'''
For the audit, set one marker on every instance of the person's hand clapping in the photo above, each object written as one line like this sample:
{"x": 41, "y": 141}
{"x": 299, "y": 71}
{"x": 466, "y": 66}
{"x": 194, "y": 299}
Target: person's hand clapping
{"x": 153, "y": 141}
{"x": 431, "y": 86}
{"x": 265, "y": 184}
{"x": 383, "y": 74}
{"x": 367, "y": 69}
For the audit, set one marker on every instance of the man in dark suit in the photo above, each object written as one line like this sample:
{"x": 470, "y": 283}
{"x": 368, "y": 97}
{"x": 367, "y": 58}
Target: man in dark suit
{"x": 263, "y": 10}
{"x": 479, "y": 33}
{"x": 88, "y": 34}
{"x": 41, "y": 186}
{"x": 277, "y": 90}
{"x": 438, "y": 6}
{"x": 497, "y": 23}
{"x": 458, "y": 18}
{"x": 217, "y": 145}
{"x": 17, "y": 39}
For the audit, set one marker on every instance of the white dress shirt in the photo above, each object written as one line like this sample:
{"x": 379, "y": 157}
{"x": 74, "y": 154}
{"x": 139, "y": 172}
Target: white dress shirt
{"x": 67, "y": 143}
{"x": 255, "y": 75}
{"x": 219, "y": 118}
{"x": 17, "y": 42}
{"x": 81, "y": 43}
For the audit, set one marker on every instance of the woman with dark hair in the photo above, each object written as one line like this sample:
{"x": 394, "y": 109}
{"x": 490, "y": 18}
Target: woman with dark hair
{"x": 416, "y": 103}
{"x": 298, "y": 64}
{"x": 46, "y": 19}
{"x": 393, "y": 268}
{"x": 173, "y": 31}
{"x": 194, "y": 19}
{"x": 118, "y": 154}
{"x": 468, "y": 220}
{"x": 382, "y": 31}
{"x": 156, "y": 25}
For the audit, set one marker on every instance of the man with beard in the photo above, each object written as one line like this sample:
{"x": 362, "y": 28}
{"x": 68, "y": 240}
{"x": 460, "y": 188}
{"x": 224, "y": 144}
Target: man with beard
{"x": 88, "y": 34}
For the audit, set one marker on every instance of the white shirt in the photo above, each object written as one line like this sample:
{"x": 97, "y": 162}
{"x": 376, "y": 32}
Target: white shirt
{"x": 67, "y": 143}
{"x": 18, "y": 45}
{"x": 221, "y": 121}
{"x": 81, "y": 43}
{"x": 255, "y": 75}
'''
__Given problem__: Go back to the data above and please quote exactly, and only, the lines from the line with "the man with" through its last line.

__Complete output__:
For the audit, set one marker on every instance of the man with beard in the photo above, each object written as one line like this sample:
{"x": 362, "y": 28}
{"x": 68, "y": 240}
{"x": 460, "y": 188}
{"x": 224, "y": 144}
Target: man with beard
{"x": 88, "y": 34}
For the audit, set one marker on every instance of the white shirt in the photo above, each object written as one line like this sample:
{"x": 97, "y": 162}
{"x": 376, "y": 32}
Target: white shirt
{"x": 67, "y": 143}
{"x": 18, "y": 45}
{"x": 221, "y": 121}
{"x": 81, "y": 43}
{"x": 255, "y": 75}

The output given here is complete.